*Yapılacaklar listesi:*
• a. Çıldır ve Boğatepe yazısına göre Türkiye’nin ilk ve tek Eko Peynir Müzesi hangi köyde bulunuyor?
• b. Çıldır ve Boğatepe yazısında Çıldır Gölü Festivali’nde oynandığı belirtilen geleneksel oyunlar hangileri? Hepsini sıralayın.
• c. Çıldır ve Boğatepe yazısını son cümlesinden sonra kaldığı yerden alıp sürdürün.

---------- Seçilmiş alıntı ----------

Her yıl düzenlenen Çıldır Gölü Festivali’nde atlı kızak, dörtnal at yarışı, güreş ve atlı cirit gibi geleneksel oyunlar oynanıyor. Gitmeden önce tarihlerini kontrol etmek isteyebilirsiniz.

Gölün kenarındaki müessese Atalay’ın Yeri’nde sarı balık yemeyi ihmal etmeyin. Sıcacık çay, soba ve kedi bedava :))

BOĞATEPE KÖYÜ

Hayatımda gördüğüm en sağlam kadınlardan oluşmuş köy. Öyle işler yapmışlar ki anlatmak yetmez. Bu yüzden bunu başka bir yazıda uzun uzun anlattım. Yazı için tıklayın. Kısaca, Türkiye’de ilk ve tek Eko Peynir Müzesi’ni yapmışlar. Dünyaya konu olmuş Kars Gravyeri bu küçücük köyde yapılıyormuş. Aynı zamanda şifalı bitkilerden yapılan özel kremleri, kurutulmuş şifalı bitkileri ve bal gibi balları da varmış. Eğer peynir alışverişi yapacaksanız, doğrudan üreticiden, yani buradan yapmalısınız. Size el emeği kurdukları müzeyi gezdirip, atalarından gelen yöntemleri ve peynir çeşitlerini anlatacaklardır. Onları güzel güzel dinleyin, çünkü şaşıracağınız çok şey olacak.

---------- Veri kayıtları ----------

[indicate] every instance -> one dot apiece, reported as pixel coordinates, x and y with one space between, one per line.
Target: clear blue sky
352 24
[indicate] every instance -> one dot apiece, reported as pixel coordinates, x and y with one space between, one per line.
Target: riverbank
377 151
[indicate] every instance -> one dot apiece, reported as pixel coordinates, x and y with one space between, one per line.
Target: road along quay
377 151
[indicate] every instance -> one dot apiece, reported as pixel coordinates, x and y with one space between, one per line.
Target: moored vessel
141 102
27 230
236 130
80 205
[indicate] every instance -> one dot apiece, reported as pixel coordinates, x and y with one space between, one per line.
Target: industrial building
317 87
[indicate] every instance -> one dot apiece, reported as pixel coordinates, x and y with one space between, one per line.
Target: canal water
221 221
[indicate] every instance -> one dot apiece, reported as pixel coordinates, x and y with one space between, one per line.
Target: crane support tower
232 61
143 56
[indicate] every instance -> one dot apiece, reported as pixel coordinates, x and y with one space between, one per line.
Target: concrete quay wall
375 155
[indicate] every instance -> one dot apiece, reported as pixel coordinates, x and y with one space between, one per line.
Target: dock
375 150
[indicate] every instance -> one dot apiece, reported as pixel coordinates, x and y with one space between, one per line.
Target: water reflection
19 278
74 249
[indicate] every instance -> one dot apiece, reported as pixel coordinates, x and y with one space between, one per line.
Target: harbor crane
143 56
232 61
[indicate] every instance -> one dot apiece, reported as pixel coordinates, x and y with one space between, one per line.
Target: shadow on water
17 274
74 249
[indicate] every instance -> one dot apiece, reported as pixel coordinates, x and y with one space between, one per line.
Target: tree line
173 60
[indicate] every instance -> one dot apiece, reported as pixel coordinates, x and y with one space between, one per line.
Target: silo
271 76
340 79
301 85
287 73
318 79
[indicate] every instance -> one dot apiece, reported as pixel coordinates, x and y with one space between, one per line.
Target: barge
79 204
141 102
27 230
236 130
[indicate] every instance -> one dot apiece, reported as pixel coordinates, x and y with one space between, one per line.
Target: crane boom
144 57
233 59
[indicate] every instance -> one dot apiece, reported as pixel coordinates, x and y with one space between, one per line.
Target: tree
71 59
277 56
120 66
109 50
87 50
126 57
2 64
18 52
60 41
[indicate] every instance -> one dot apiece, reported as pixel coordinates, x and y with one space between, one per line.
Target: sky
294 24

----------

*Yanıtlar:*
• a. Boğatepe Köyü’nde.

• b. Atlı kızak, dörtnal at yarışı, güreş, atlı cirit

• c.
SARIKAMIŞ

Kars merkez ile Sarıkamış arası 58 km. Günübirlik gezilebileceği gibi konaklama da yapabilir. Öyle ki kayak tutkunları için buradaki pistlerin çok önemli bir özelliği var. Alpler haricinde kristal karın düştüğü tek bölge. Sabah arabanıza gittiğinizde camların üzerindeki kristal şeklindeki kar taneleri silmek istemeyeceğiniz kadar zarif duruyor. Güneş ışığında her yer pırıl pırıl ışıldıyor. Kar, elinize alıp sıkıştırdığınızda bile birbirine yapışmıyor, kum gibi avucunuzdan akıp gidiyor. Yani bu ne demek oluyor?

Sarıkamış’da kardan adam ya-pıl-maz! :)))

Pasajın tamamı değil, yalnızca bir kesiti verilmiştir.